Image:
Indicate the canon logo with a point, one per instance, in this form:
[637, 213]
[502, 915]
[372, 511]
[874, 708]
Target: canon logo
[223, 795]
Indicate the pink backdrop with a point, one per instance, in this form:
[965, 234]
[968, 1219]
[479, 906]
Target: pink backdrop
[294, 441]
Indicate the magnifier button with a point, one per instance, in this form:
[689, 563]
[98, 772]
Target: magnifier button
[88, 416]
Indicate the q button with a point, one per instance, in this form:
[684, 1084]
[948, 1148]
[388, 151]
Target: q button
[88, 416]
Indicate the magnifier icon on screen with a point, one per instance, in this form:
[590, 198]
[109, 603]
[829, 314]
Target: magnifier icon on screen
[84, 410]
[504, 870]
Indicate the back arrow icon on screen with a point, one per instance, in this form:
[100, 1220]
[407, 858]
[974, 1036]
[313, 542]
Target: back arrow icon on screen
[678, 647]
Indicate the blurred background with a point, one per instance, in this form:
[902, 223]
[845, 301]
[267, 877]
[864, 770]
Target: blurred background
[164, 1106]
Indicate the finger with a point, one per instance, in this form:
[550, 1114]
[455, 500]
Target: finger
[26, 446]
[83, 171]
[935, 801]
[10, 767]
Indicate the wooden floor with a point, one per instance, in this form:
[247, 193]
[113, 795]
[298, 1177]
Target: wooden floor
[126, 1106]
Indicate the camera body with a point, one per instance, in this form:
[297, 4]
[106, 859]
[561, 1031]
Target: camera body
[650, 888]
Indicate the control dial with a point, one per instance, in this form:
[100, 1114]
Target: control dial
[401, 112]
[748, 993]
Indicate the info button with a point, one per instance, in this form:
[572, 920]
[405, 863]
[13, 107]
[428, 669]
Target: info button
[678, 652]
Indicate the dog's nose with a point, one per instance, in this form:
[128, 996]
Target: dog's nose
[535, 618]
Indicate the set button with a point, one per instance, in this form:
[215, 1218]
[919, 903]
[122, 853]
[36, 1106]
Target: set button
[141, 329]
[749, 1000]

----

▸ **Instructions for the task**
Everything above, from first entry to last, must be reproduced exactly.

▸ **Completed task**
Image:
Indicate the canon logo with a point, one per instance, in this form:
[637, 213]
[502, 915]
[372, 511]
[874, 708]
Target: canon logo
[223, 795]
Indicate the pink backdrop with a point, one per instance, in this form:
[965, 234]
[968, 1219]
[479, 906]
Target: pink backdrop
[294, 441]
Indicate the magnifier button with a point, one per instance, in this form:
[689, 563]
[98, 772]
Target: magnifier button
[88, 416]
Indicate the q button with a point, one per instance, in this form:
[684, 1084]
[948, 1148]
[388, 151]
Target: q button
[88, 416]
Indicate the magnifier icon on screen with a point, one per instance, in this form:
[590, 198]
[109, 603]
[829, 314]
Target: magnifier icon on screen
[84, 410]
[504, 870]
Indicate the back arrow icon on screen with a point, one per instance, in this form:
[100, 1220]
[407, 858]
[974, 1036]
[313, 542]
Target: back arrow icon on screen
[678, 647]
Indicate the blurred background with a point, one per instance, in this form:
[902, 223]
[845, 301]
[267, 877]
[864, 770]
Target: blurred background
[164, 1106]
Indicate the finger with a point, one per instance, in this form:
[550, 1114]
[455, 500]
Target: finger
[26, 446]
[83, 171]
[935, 801]
[10, 767]
Indicate the wooden floor with a point, one per instance, in this form:
[247, 193]
[113, 795]
[298, 1177]
Target: wooden floor
[126, 1106]
Indicate the camera body with a point, one per instance, in this form:
[297, 4]
[106, 859]
[561, 1031]
Target: camera body
[650, 888]
Indicate the control dial with a point, one per instance, in this form:
[100, 1114]
Target: control dial
[401, 112]
[748, 993]
Indicate the info button with a point, one per instance, in this form:
[572, 920]
[405, 863]
[13, 107]
[428, 669]
Target: info button
[678, 652]
Indicate the dog's nose with a point, one per instance, in this form:
[128, 996]
Target: dog's nose
[535, 618]
Indicate the set button with a point, one per instance, in this form:
[215, 1218]
[919, 903]
[122, 853]
[36, 1106]
Target: set button
[141, 329]
[749, 1000]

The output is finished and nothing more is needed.